DOCUMENT SEGMENT:
==*==

Being in Charlotte is comparatively great, we are staying with family and they have a guest room so we have privacy, lights, air conditioning, toilets and showers. I don't forget for a minute how lucky we are. It has still been kind of rough at times, sometime in weird ways. I came right to the edge of a mini-breakdown in Walmart yesterday, trying to stock up on things that were not available, trying to decide what was important enough to add to our very limited car space, wondering what things are going to be like when we get back and what I'm going to be kicking myself for forgetting. And around me everyone else was just shopping like normal, of course, because life is normal here. It was a little like being in a dream where I knew I had to get ready for something important and scary but nobody else around me understood anything was happening and whenever I tried to find something it wasn't there. I ended up cutting my trip short and sitting in the car to decompress with emergency candy and some texts with my best friend, talking me down from hundreds of miles away.

==*==

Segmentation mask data
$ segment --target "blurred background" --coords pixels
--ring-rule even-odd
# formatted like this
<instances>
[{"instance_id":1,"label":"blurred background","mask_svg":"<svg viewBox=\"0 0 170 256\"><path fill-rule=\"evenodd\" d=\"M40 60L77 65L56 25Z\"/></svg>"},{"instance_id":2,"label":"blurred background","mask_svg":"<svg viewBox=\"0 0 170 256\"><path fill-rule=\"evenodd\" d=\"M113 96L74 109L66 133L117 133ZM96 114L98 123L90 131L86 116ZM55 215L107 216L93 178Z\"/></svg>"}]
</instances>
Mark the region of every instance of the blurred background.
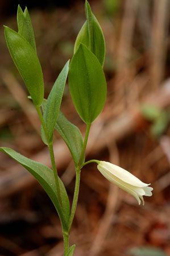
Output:
<instances>
[{"instance_id":1,"label":"blurred background","mask_svg":"<svg viewBox=\"0 0 170 256\"><path fill-rule=\"evenodd\" d=\"M154 195L139 206L110 184L96 164L84 168L71 236L75 256L170 255L169 0L91 0L103 31L107 98L92 125L86 159L111 162L146 183ZM40 122L7 48L3 24L17 31L18 3L27 6L42 67L45 97L85 22L84 1L0 2L0 146L49 167ZM84 134L68 85L61 109ZM60 176L72 202L75 172L55 133ZM59 218L35 179L0 154L0 255L61 256Z\"/></svg>"}]
</instances>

==*==

TASK INSTRUCTIONS:
In the passage above about staying in Charlotte, where did the writer come close to having a mini-breakdown?

OUTPUT OF THE EXERCISE:
In Walmart.